[Data items]
--
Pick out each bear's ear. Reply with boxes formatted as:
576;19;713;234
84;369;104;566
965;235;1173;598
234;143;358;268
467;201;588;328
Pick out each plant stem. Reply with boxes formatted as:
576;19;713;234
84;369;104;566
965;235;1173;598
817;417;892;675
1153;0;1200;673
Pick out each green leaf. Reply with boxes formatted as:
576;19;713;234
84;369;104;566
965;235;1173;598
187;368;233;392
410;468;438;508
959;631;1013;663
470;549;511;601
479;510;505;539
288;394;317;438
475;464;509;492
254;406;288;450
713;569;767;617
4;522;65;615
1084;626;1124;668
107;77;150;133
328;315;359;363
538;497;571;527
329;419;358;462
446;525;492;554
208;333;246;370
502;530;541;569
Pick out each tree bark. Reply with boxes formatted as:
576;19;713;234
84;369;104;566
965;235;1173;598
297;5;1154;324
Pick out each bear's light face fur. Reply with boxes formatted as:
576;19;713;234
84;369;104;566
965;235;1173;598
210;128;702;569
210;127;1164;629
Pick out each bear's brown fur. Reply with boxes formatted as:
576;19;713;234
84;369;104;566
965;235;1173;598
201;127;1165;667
--
* EXERCISE
Rewrite the whole listing above with "Pick out" changed to "Mark" and everything else kept the same.

* TASK SOLUTION
Mark each bear's ear. Reply with boxes formatted as:
576;19;713;234
84;369;104;566
965;235;1173;598
234;143;358;268
467;201;588;328
Mark each plant stem. Reply with boxes formatted as:
576;19;713;234
84;369;104;566
965;235;1173;598
817;417;892;675
1153;0;1200;673
Mark each green leaf. Reply with boxes formatted as:
576;19;713;234
84;369;104;566
965;235;1173;598
187;368;233;392
410;468;438;508
959;631;1013;663
470;549;511;601
479;510;505;539
288;394;317;438
475;464;509;492
254;406;288;450
713;569;767;617
4;522;65;615
1084;626;1124;668
107;77;150;133
328;315;359;363
538;497;571;527
329;419;358;462
446;525;492;554
208;333;246;370
502;530;541;569
Mark each tree bark. Reply with boxes formatted as:
576;19;713;234
84;369;104;566
965;235;1173;598
297;5;1154;324
Mark each bear's light face fur. Reply with boxes formatted as:
576;19;713;234
84;369;104;566
965;235;1173;598
210;128;702;569
210;127;1164;629
Mark each bear's brown fur. Reply with boxes formatted as:
576;19;713;234
84;369;104;566
965;235;1173;598
201;127;1165;667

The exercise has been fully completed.